__Objectifs__:
a - Répondez brièvement à ces questions sur l'extrait consacré à la lecture et aux écrivains :
(i) Quelle phrase emblématique de Boulgakov y est citée ?
(ii) Combien de temps après son achèvement Le Maître et Marguerite a-t-il été édité ?
(iii) À quoi la lecture d'un livre y est-elle comparée ?
b - Rédigez la suite de l'extrait consacré à la lecture et aux écrivains, en partant de sa dernière phrase.

__Extrait du texte__:
◇ ◇ ◇ ◇

C’est pourquoi je suis constamment en recherche des nouvelles « rencontres ». C’est aussi pourquoi il n’y a pas pour moi pire phrase – lorsqu’on parle de littérature – que « l’auteur est mort ». Une rencontre avec une œuvre, surtout avec une œuvre qui bouleverse, est forcément, pour moi, aussi une rencontre avec l’homme ou la femme qui l’a écrite. Beaucoup plus que les questions de style et de forme – bien qu’elles aient leur importance –, ce qui m’intéresse, c’est de savoir ce qu’un être humain a compris de ce grand foutoir de vie qu’il a jugé utile de raconter aux autres. Dans certains cas, la vie vécue par l’écrivain peut s’avérer plus touchante et plus signifiante pour moi que l’œuvre elle-même. Deux exemples – puisque je n’aime pas trop lire de la poésie – seraient Baudelaire et Rimbaud. Des rayons entiers de bibliothèques croulent sous le poids des pavés qui discourent sur les écritures d’un gamin impertinent. Il me semble que c’est au moins tout aussi intéressant et plein de sens de se poser la question de ce qui a pu se passer dans l’âme d’un jeune de vingt ans dont le rejet de la poésie était aussi violent et radical que sa manière de vivre la poésie. Ou Dante ! Il est certes le père de l’italien, mais c’est aussi quelqu’un qui a voulu écrire un tel livre à une femme que jamais encore aucun homme n’avait écrit à aucune femme. Ou encore Boulgakov, accablé pendant des années tant par les problèmes de santé que par la censure soviétique, et qui achève son Maître et Marguerite quelques mois avant sa mort, jugé impubliable et finalement édité trente ans plus tard incarnant ainsi la phrase emblématique de son auteur : « Les manuscrits ne brûlent pas ». Orwell, dont les descriptions de la douleur physique sont sans aucun doute si efficaces parce qu’il savait de quoi il parlait et dont 1984 est une véritable prophétie. Enfin, Dostoïevski, le frénétique sondeur des profondeurs de l’âme humaine qui a manqué de se faire exécuter, et qui a prédit noir sur blanc le fait que la folie communiste ne se réaliserait qu’au prix de dizaines de millions de victimes des décennies avant que cela ne fût effectivement le cas.
La petite liste est loin d’être exhaustive, mais elle répond sans doute implicitement à la question sur ma façon de lire. Lire un livre, que je l’aime ou pas, est pour moi comme un dialogue avec son auteur. Si je n’aime pas, le dialogue ne sera certes pas des plus respectueux, je vais reprocher à l’écrivain d’être un peu idiot ou encore de joueur aux malins avec ses élucubrations sophistiquées. Mais n’en demeure pas moins que c’est un échange. Tout comme pour le petit garçon dans la biographie de Nathalie Kuperman, c’est qu’on se sent moins seul.

◇ ◇ ◇ ◇

__Matériel recueilli__:
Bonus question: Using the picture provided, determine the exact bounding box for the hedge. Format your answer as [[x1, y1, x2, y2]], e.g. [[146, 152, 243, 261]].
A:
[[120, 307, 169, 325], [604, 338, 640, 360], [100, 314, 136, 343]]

◇ ◇ ◇ ◇

__Réponses fournies__:
a -
(i) « Les manuscrits ne brûlent pas ».
(ii) Trente ans plus tard.
(iii) À un dialogue avec son auteur.

b -
Ma manière de lire a pour conséquence que j’ai une relation pour le moins conflictuelle avec ce qu’on demande de faire de la lecture dans le cadre scolaire-académique. Pourtant ce serait faire preuve d’une mauvaise foi ingrate que de dire que l’université ne m’a rien apporté. J’y ai acquis une sensibilité aux aspects stylistiques qui, même s’ils resteront toujours secondaires pour moi, ont tout de même une importance esthétique non négligeable et même un rôle à jouer dans la compréhension des subtilités d’une œuvre. Et parfois, il arrive aussi qu’il y ait des œuvres qui ne sont accessibles que grâce à un bon intermédiaire. Tel fût le cas de Beckett, et ses pièces absurdes et incompréhensibles, que je n’aurais sans doute même pas essayé de percer de mon propre gré. Pourtant, grâce à deux séminaires et aux deux profs respectifs, cet austère Irlandais est devenu l’un des mes écrivains les plus chers, et l’attente de Godot – à laquelle, je crois, toute vie humaine ressemble par moments – une référence de choix à partager avec mes amis proches. Tout comme celle de nyctalope. Et en attendant, il y a pire que la lecture comme manière de faire passer le temps.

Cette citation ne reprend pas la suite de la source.